The whole test suite (55 passing, 2 phased skips) runs in under 10 seconds on a CPU.

Get started

The project lives under cascade-lm/ in the repository. After cloning:

cd cascade-lm
python scripts/check_scaffold.py        # verify all 58 scaffold files present
python cascade/attention_reference.py   # 4 PASS lines — the correctness oracle
python -m pytest tests/ -q              # 55 passed, 2 skipped

To set up a Python environment:

uv venv --python 3.11
uv pip install -e ".[dev]"
# On a GPU box, also:
uv pip install -e ".[gpu]"              # adds flash-attn and triton

Status

Phase-by-phase completion state.
Phase	Status	Headline result
0 — Bootstrap	complete	58-file scaffold; 13 lit notes
1 — Pretrain wiring (CPU)	complete	Smoke train 9.52 → 1.22 (7.81×)

● ● ● ● ● ● ●

Task list:
A) In the cascade-lm notes, how long does the whole test suite take to run on a CPU?
B) Pick up the cascade-lm notes after their final status row and continue them.
The data that follows comes from a separate source and is unrelated to the cascade-lm notes.

Supplied information:

● ● ● ● ● ● ●

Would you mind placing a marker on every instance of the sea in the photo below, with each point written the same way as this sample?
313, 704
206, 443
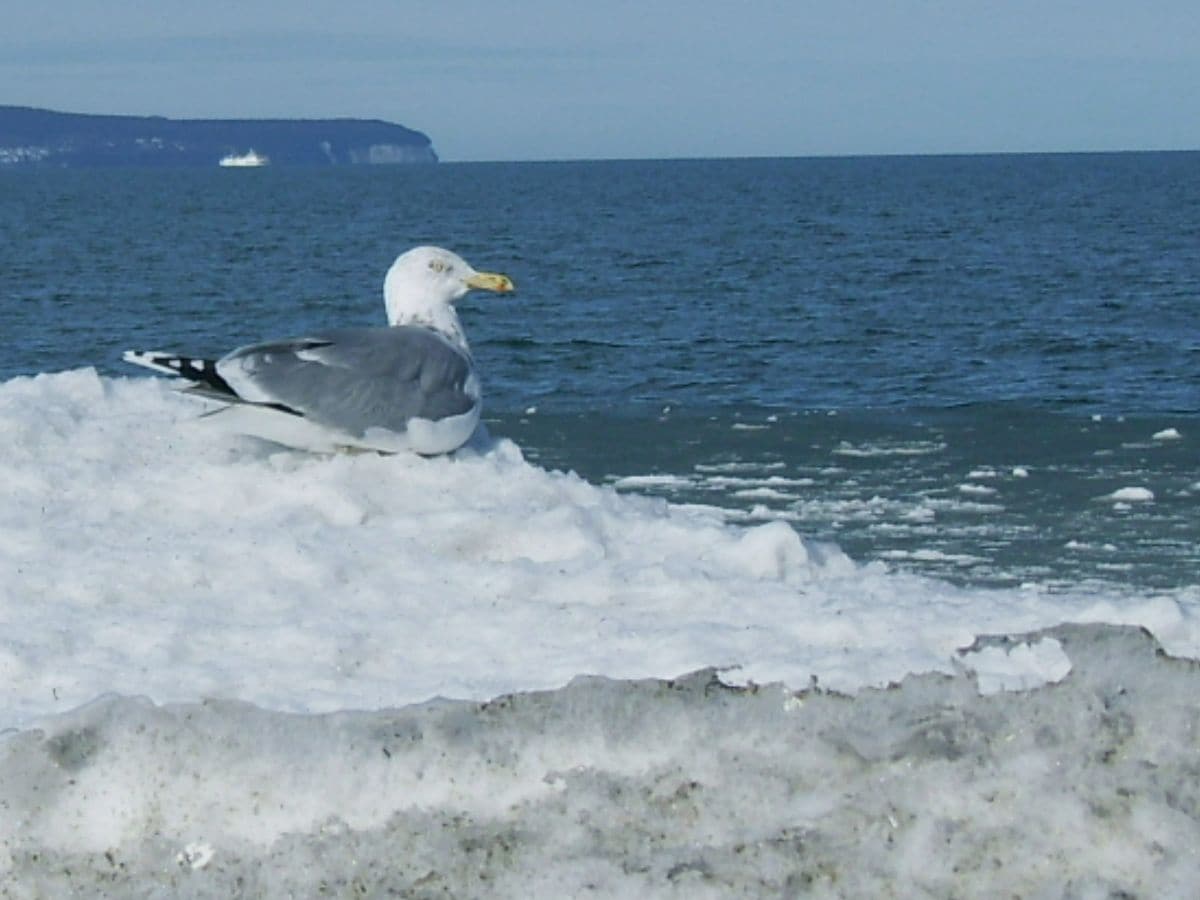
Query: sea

● ● ● ● ● ● ●

Responses in order:
A) Under 10 seconds.

B)
1 — Pretrain training	needs GPU	Train nano on 200M FineWeb-Edu tokens
2 — Cache + denoise	complete	Multi-layer cache equivalence 1.57e-15
3 — Adaptive K (CPU)	complete	Monotone-K Spearman 1.000
3 — Adaptive K (real corpus)	needs trained model	λ sweep, MMLU preservation
4 — AR-to-CASCADE distillation	needs teacher	Qwen-2.5-7B continued pretrain (~150B tokens)
5 — Scaling + ablations	deferred	Pareto frontier, scaling laws
6 — Paper + release	deferred	Manuscript + repro script

Citing

If you build on CASCADE, please cite the foundational works it descends from — at minimum, BD3-LM (Arriola et al. ICLR 2025) and LLaDA (Nie et al. 2025). See the lit notes for the canonical reference set. A CASCADE citation block will appear here once Phase 5/6 produces a paper.